__WHAT YOU HAVE TO DO__: Rewrite the lines in the records below as a numbered list, leaving out any blank lines.

=======

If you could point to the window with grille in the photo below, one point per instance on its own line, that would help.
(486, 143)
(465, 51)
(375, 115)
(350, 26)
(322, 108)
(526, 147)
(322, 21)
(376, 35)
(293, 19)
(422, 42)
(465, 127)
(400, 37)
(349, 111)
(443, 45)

=======

__EXERCISE OUTPUT__:
1. If you could point to the window with grille in the photo below, one point per instance on its own line, that would help.
2. (486, 143)
3. (465, 51)
4. (375, 115)
5. (350, 26)
6. (322, 108)
7. (526, 147)
8. (322, 21)
9. (376, 35)
10. (293, 19)
11. (422, 42)
12. (465, 127)
13. (400, 37)
14. (349, 111)
15. (443, 45)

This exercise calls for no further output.